Problem
Copy out verbatim the lines of the material below, starting with the line that contains "the dark background" and going on through the final line of the material.

>> BEGIN Supplied entries

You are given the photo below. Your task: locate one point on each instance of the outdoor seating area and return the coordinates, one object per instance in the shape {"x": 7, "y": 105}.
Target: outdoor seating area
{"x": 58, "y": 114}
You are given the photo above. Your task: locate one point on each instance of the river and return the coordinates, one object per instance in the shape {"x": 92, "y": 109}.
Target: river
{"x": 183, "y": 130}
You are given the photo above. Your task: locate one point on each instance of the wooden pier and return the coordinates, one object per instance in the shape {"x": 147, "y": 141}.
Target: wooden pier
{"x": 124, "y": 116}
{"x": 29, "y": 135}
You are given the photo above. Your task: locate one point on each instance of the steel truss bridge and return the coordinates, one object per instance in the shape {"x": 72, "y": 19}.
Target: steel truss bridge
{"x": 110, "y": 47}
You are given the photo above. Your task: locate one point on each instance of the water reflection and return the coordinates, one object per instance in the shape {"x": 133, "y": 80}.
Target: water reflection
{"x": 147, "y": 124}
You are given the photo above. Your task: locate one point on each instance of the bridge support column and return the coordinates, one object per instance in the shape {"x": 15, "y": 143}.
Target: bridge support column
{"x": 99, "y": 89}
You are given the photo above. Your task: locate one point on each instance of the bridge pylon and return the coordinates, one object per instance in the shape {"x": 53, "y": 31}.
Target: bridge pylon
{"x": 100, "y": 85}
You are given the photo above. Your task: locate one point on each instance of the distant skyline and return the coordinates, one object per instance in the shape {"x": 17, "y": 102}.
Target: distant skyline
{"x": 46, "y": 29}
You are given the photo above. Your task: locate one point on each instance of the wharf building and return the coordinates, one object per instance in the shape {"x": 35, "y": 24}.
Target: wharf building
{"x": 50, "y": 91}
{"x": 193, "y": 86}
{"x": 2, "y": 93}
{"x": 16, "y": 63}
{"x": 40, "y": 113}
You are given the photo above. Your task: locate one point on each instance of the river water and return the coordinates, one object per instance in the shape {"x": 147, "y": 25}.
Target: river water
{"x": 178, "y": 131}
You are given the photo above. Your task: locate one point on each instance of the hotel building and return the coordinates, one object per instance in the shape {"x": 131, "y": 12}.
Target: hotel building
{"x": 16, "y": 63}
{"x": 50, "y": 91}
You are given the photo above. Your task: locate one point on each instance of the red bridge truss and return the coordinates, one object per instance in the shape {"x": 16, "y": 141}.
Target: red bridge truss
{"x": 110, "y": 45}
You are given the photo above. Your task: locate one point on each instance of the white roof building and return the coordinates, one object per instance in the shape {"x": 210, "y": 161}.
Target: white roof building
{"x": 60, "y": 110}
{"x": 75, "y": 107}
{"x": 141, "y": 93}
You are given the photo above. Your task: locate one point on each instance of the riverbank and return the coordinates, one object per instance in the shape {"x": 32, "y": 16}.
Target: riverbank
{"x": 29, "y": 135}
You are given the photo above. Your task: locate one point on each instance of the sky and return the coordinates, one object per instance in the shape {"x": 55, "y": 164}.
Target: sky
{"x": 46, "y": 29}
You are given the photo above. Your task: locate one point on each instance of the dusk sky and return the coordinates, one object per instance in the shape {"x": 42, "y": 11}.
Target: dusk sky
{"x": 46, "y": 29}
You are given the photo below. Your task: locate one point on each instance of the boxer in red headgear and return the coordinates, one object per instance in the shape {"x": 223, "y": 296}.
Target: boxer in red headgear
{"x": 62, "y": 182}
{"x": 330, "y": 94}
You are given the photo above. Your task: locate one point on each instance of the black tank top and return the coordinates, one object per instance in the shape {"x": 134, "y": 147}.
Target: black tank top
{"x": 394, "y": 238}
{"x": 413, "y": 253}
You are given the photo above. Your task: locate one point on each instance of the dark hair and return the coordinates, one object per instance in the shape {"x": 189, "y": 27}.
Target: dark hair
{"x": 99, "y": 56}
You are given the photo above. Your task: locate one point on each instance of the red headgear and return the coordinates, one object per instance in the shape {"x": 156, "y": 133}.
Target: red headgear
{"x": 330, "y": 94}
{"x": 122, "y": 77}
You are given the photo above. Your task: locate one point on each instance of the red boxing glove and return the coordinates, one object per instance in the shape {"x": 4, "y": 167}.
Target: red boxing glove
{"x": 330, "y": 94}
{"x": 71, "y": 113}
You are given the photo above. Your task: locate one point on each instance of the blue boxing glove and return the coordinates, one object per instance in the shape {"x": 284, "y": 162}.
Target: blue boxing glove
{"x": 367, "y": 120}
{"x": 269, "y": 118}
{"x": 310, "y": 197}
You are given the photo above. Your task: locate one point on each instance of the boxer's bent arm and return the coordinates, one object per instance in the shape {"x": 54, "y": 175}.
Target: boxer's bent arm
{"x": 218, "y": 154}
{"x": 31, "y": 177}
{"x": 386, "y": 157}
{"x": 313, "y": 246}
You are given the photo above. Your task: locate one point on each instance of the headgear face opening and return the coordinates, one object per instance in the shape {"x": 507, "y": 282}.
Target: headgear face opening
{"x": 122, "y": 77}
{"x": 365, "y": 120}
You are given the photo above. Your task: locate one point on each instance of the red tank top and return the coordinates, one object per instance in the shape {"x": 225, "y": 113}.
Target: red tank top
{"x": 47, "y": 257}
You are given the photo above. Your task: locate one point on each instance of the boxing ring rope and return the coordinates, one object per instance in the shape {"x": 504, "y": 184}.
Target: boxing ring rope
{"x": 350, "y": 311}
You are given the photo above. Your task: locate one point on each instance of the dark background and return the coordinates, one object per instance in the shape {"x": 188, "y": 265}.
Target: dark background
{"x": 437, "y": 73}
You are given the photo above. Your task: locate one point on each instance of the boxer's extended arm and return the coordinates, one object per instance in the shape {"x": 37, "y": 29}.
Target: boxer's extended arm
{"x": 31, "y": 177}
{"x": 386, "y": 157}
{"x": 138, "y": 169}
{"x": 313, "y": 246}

>> END Supplied entries

Answer below
You are given the photo above. Your task: locate one point on each instance of the dark background and return the coordinates, one object per instance in the shape {"x": 188, "y": 265}.
Target: dark background
{"x": 437, "y": 73}
You are given the photo above. Your task: locate one point on each instance of the boxer's extended arm and return the coordinates, one object per instance in the shape {"x": 37, "y": 29}.
Target: boxer's extended arm
{"x": 31, "y": 177}
{"x": 386, "y": 157}
{"x": 138, "y": 169}
{"x": 313, "y": 246}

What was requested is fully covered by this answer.